#### Study questions
(1) Translate this sentence from the article on CALHM channel structures into Spanish: "In a study published in Nature Structural & Molecular Biology, researchers in Furukawa’s laboratory resolved high-resolution structures for two CALHM proteins and examined how their architectures relate to function."
(2) According to the article on CALHM channel structures, what position does Johanna Syrjanen hold?
(3) Write the next few sentences of the article on CALHM channel structures, picking up after its final paragraph.

#### Selected passage
Summary: Microscopy analysis reveals detailed structures and functional insights into two calcium homeostasis modulator proteins.
Source: CSHL
Many cell surfaces feature large, mysterious pores that participate in diverse physiological processes — from taste perception to neural function — and have been linked to conditions such as Alzheimer’s disease, depression, and asthma. Determining the molecular architecture of these pores is an essential step toward understanding their roles and targeting them therapeutically.
“One of the most recently discovered of these ‘large holes’ are called calcium homeostasis modulators, or CALHMs,” said Cold Spring Harbor Laboratory Professor Hiro Furukawa. “They form pore-like channels on the membranes of certain cells, including neurons, and allow various ions and small molecules to pass in and out.”
In a study published in Nature Structural & Molecular Biology, researchers in Furukawa’s laboratory resolved high-resolution structures for two CALHM proteins and examined how their architectures relate to function.
“At first glance, having large openings in a cellular membrane seems like a recipe for loss of integrity — you might expect cells to swell or collapse,” said Johanna Syrjanen, a postdoctoral researcher and co-lead on the project. “But cells with properly functioning CALHM channels remain stable, which indicates that the channels are precisely regulated and likely play important physiological roles.”

#### Data excerpts
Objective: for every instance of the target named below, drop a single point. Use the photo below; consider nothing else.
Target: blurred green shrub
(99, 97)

* * *

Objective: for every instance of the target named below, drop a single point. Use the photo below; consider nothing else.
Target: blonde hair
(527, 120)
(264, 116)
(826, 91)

...

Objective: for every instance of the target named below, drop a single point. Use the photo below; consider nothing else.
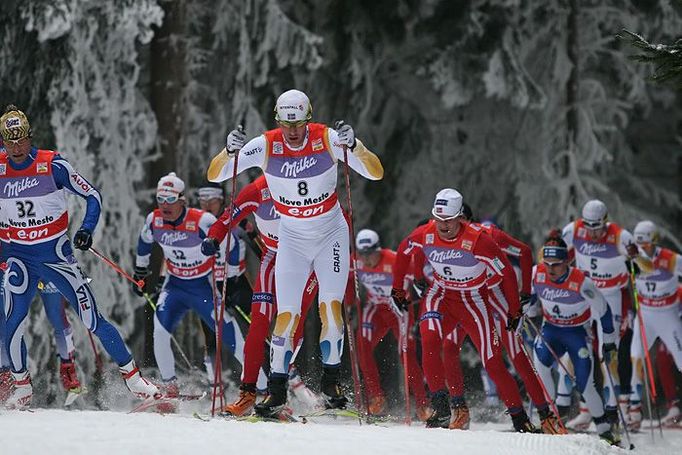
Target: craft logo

#### Task responses
(1) En un estudio publicado en Nature Structural & Molecular Biology, investigadores del laboratorio de Furukawa resolvieron estructuras de alta resolución de dos proteínas CALHM y examinaron cómo sus arquitecturas se relacionan con su función.

(2) She is a postdoctoral researcher and co-lead on the project.

(3)
The team focused on two CALHM family members. CALHM1 is implicated in taste signaling — detecting sweet, bitter and umami flavors — and in airway regulation that may affect asthma. Genetic variations affecting CALHM1 have also been associated with Alzheimer’s disease risk. CALHM2, by contrast, has been linked in prior studies to mood regulation and depression. The structural work revealed a striking difference: CALHM2 assembles into a much larger pore than CALHM1, suggesting distinct permeation properties and regulatory mechanisms.
“We believe the gate‑like opening and closing of these channels is tightly controlled,” Syrjanen said. “Understanding the structural basis for that gating is essential to explain how CALHMs affect taste and how mutations or misregulation might contribute to disease.”
To capture the channels’ structures, the researchers employed single‑particle cryo‑electron microscopy (cryo‑EM). This technique images flash‑frozen protein samples with an electron beam, then combines thousands of particle images in different orientations to reconstruct detailed three‑dimensional density maps. Those maps allow researchers to trace the positions of transmembrane helices and other structural features with high precision.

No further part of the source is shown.